**WHAT YOU SHOULD DO**
Rewrite only the part of the records that opens with the line containing "Each instance of the stone ledge" and closes with the line containing "x=305, y=469", both lines included. Keep every request line as it is, and add -129 to each x and y coordinate in the answers.

# # #

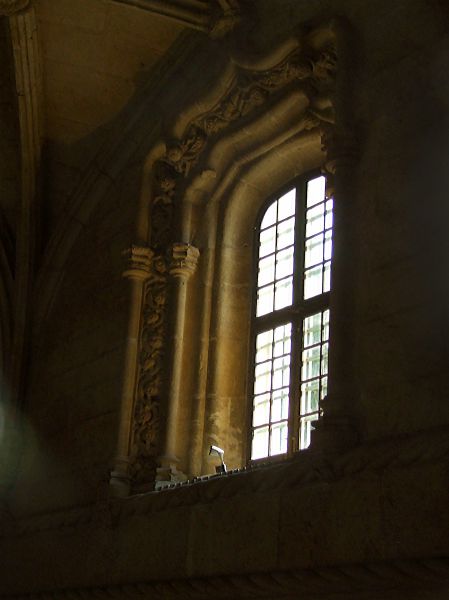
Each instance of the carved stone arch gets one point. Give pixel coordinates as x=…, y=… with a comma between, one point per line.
x=267, y=108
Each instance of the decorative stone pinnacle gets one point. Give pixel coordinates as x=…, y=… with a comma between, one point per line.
x=139, y=261
x=184, y=259
x=9, y=7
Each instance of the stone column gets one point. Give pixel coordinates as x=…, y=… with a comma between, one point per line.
x=336, y=430
x=184, y=260
x=138, y=270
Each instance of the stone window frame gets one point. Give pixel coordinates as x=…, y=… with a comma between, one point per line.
x=293, y=98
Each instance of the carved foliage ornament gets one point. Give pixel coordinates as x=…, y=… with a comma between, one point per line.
x=315, y=72
x=9, y=7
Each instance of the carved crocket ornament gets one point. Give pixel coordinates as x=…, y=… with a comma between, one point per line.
x=9, y=7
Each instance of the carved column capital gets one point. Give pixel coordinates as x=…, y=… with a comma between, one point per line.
x=138, y=262
x=183, y=260
x=9, y=7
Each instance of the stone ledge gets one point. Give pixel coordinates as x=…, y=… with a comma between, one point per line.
x=305, y=468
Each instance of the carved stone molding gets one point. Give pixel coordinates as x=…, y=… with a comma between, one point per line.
x=213, y=17
x=311, y=69
x=9, y=7
x=184, y=260
x=139, y=261
x=305, y=469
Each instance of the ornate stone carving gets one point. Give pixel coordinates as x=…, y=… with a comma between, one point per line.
x=316, y=74
x=138, y=261
x=146, y=419
x=184, y=260
x=313, y=70
x=9, y=7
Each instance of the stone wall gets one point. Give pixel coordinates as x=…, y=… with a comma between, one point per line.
x=368, y=522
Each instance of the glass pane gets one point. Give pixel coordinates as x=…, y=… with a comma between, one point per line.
x=329, y=213
x=326, y=325
x=313, y=282
x=281, y=372
x=324, y=359
x=264, y=346
x=315, y=190
x=267, y=242
x=286, y=234
x=284, y=293
x=305, y=429
x=261, y=413
x=284, y=263
x=328, y=246
x=260, y=443
x=286, y=205
x=262, y=378
x=312, y=330
x=327, y=277
x=323, y=387
x=279, y=436
x=266, y=271
x=315, y=220
x=282, y=340
x=310, y=396
x=270, y=216
x=314, y=251
x=265, y=297
x=279, y=408
x=310, y=363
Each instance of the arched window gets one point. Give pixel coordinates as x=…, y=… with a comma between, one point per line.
x=291, y=317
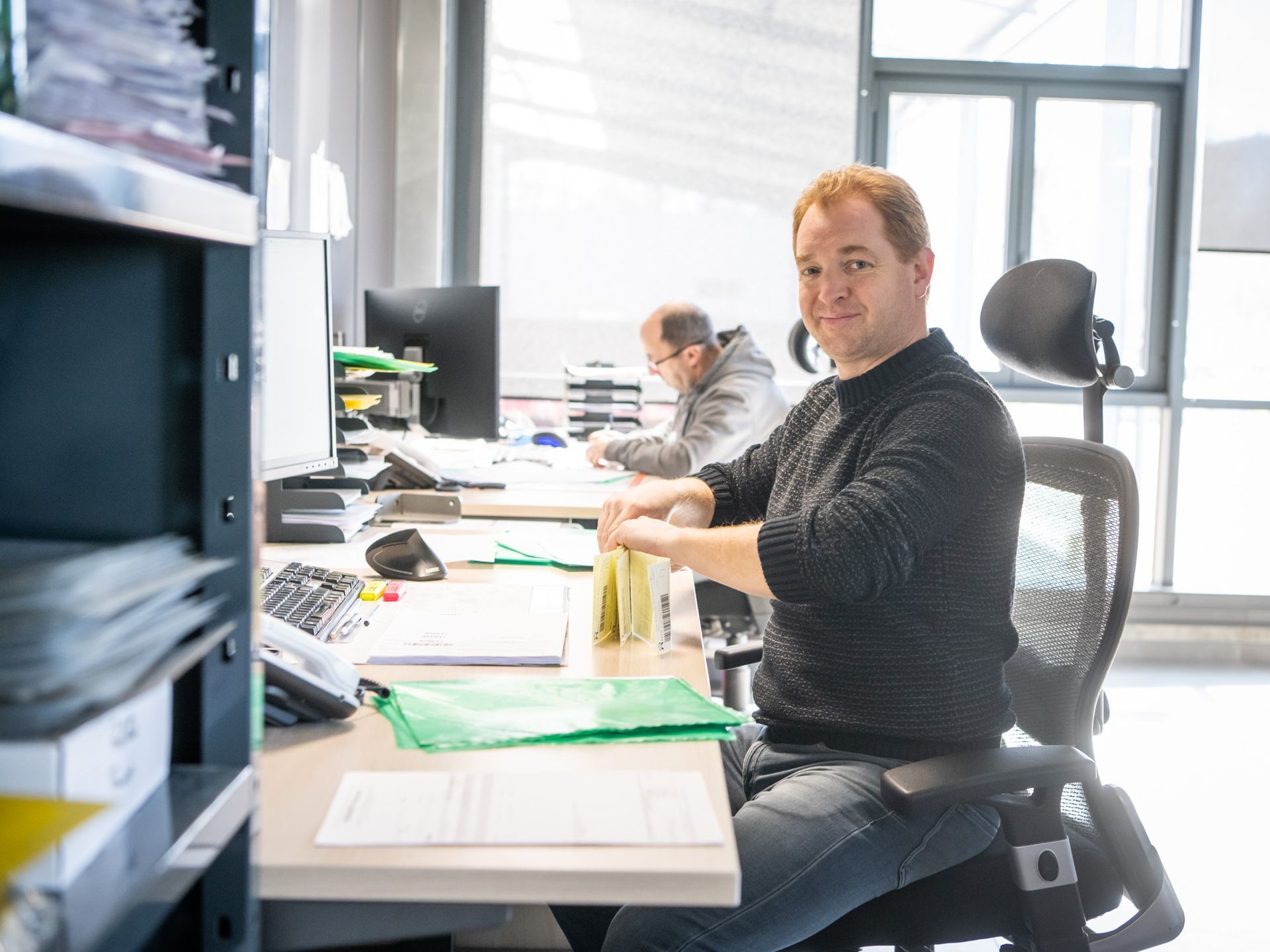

# # #

**RESPONSE**
Each instance of the stone ledge gets one point. Give pixel coordinates as x=…, y=… with a comma between, one point per line.
x=176, y=339
Each instance of the carved stone molding gets one point. Give pixel coordinates as x=…, y=… with a comma between, one point per line.
x=84, y=-112
x=182, y=-60
x=-120, y=-122
x=55, y=131
x=10, y=132
x=176, y=340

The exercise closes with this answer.